[Instructions for the task] From the film review below, print the passage starting with "It tells the" and going on through "once popular singer).", with no word changed.

[Document text]
Segment Open

Having access to Shudder allows me to catch productions that have eluded my local theaters. The Rule of Jenny Pen is one such case in point. It's a movie I'm grateful to have experienced.
Directed by James Ashcroft, who co-wrote with Eli Kent (based on a short story by Owen Marshall), Jenny Pen plays like a non-supernatural Bubba Ho-Tep, with heavy margins of Magic, underscored by Whatever Happened to Baby Jane? and Misery, with the sad surrealism of The Amusement Park and the anxious hope of "Kick the Can."
It tells the plight of Judge Stefan Mortensen, played by Geoffrey Rush, who has a stroke while sentencing a pedophile. He's shipped off to a care home, where he's to recuperate (though it's implied he may become a permanent fixture). Along the way. the wheelchaired judge detects strange behavior from one of the residents, a presumed dementia patient, Dave Crealy, played by John Lithgow, who clings to a baby-doll puppet called Jenny Pen (named after a once popular singer).

Segment Closed

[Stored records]
Segment Open

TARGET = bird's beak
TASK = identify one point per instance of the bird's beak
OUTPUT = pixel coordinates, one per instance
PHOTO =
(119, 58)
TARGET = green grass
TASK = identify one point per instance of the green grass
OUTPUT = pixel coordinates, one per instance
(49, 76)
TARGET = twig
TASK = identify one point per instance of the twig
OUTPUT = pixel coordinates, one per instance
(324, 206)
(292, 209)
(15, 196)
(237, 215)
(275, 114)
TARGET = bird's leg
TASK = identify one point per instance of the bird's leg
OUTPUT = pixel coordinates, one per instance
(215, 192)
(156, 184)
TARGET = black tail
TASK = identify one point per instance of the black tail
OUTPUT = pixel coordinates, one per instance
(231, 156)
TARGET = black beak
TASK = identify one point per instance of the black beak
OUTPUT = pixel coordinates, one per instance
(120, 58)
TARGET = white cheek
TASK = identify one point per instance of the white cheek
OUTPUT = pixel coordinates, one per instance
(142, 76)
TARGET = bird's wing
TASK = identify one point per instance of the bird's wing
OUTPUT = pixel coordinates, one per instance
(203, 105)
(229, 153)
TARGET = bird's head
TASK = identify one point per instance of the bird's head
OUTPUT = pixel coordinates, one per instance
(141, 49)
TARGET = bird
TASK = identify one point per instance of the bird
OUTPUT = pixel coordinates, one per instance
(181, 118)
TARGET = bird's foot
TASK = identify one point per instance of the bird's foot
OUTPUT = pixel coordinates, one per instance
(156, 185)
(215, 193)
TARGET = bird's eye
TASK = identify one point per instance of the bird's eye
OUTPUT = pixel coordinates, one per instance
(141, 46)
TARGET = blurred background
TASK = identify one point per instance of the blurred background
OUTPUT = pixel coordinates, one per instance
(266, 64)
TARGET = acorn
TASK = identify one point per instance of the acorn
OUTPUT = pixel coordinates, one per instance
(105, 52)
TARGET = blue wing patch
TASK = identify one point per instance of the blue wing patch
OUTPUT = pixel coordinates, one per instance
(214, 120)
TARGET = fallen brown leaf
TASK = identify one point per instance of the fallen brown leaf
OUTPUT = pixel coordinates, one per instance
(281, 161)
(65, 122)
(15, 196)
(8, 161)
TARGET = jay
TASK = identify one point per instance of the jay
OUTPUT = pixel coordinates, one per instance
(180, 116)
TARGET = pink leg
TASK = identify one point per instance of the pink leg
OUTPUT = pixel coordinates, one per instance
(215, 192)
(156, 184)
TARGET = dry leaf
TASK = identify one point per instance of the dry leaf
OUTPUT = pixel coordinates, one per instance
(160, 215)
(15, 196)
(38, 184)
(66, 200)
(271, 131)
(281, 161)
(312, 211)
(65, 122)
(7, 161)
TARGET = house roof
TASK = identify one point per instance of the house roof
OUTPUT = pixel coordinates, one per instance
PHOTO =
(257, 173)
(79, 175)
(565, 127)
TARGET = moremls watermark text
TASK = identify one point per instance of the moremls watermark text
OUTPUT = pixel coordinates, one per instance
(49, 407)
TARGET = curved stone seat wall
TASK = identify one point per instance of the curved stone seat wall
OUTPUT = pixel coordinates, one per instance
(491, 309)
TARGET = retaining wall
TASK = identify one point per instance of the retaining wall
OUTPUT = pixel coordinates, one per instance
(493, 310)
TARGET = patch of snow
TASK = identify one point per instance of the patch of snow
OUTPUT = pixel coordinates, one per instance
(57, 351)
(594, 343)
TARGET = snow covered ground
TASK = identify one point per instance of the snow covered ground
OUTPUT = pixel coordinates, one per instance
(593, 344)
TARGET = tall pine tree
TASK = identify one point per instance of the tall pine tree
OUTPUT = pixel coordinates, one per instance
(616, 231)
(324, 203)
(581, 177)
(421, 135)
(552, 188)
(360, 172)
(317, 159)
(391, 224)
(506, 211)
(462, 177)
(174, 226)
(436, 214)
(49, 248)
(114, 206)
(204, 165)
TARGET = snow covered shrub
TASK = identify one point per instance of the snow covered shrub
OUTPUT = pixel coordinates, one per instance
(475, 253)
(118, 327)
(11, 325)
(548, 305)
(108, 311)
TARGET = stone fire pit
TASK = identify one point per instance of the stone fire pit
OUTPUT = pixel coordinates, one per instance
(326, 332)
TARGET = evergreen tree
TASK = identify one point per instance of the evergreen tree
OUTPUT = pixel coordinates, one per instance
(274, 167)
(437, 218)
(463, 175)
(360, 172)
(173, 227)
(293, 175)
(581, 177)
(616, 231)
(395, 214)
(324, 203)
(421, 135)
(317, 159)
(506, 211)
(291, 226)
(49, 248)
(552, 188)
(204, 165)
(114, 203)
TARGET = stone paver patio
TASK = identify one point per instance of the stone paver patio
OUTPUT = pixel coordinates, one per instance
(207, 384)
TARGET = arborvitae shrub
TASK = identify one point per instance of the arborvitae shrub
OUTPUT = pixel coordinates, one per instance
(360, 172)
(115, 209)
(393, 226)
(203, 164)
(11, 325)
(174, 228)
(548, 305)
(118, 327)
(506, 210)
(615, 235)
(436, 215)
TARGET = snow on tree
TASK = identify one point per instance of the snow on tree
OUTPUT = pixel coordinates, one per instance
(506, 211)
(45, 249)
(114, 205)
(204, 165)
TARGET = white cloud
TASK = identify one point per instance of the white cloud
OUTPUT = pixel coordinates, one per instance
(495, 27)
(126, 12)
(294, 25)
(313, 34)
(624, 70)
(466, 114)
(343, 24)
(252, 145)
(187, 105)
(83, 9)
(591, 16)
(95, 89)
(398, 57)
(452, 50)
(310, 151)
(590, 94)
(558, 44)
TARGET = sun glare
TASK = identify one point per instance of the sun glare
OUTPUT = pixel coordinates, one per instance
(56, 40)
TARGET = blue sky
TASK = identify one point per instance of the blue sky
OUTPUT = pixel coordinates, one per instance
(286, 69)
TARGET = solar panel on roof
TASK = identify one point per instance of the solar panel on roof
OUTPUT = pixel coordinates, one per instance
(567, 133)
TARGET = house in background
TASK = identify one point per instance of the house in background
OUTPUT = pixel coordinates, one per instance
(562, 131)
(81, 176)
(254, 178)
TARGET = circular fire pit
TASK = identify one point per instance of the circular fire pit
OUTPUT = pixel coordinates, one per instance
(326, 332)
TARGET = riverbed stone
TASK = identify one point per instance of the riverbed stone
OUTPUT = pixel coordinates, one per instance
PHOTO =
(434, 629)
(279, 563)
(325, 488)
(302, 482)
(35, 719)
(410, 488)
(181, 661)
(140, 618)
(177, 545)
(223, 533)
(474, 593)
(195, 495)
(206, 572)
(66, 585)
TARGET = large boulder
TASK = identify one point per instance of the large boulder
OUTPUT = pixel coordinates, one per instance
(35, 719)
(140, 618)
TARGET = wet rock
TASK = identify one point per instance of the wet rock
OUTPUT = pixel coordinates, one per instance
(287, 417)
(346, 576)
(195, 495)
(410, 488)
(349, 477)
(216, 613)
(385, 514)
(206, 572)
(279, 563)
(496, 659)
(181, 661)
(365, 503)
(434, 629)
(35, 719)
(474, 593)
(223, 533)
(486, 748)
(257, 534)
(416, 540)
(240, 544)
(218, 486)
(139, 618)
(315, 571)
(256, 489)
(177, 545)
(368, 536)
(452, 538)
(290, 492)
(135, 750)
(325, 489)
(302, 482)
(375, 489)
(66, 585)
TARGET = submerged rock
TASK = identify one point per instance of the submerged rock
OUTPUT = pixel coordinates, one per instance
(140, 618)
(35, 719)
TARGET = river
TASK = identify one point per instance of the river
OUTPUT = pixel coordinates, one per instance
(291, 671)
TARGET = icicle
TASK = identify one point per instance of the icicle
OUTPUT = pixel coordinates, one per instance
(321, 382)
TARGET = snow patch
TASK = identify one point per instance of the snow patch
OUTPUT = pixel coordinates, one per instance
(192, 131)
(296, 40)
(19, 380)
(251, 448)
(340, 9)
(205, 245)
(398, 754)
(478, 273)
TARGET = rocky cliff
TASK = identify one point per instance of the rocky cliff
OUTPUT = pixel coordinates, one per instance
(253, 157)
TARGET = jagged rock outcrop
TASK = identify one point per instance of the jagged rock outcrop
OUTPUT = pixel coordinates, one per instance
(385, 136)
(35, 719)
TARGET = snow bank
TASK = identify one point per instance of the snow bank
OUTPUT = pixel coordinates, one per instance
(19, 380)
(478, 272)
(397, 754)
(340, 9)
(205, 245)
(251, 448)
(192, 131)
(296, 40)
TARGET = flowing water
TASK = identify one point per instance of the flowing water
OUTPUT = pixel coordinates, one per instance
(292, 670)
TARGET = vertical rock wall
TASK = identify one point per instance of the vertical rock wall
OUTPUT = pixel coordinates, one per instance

Segment Closed

[Output below]
It tells the plight of Judge Stefan Mortensen, played by Geoffrey Rush, who has a stroke while sentencing a pedophile. He's shipped off to a care home, where he's to recuperate (though it's implied he may become a permanent fixture). Along the way. the wheelchaired judge detects strange behavior from one of the residents, a presumed dementia patient, Dave Crealy, played by John Lithgow, who clings to a baby-doll puppet called Jenny Pen (named after a once popular singer).